● **Aim of the exercise**:
Could you retype every record below exactly as it appears?

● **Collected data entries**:
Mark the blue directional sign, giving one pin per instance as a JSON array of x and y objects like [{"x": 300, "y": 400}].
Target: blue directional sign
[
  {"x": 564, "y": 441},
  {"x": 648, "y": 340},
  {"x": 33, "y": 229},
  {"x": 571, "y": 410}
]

● **Response to this exercise**:
Mark the blue directional sign, giving one pin per instance as a JSON array of x and y objects like [{"x": 300, "y": 400}].
Target: blue directional sign
[
  {"x": 564, "y": 441},
  {"x": 648, "y": 340},
  {"x": 33, "y": 229},
  {"x": 571, "y": 410}
]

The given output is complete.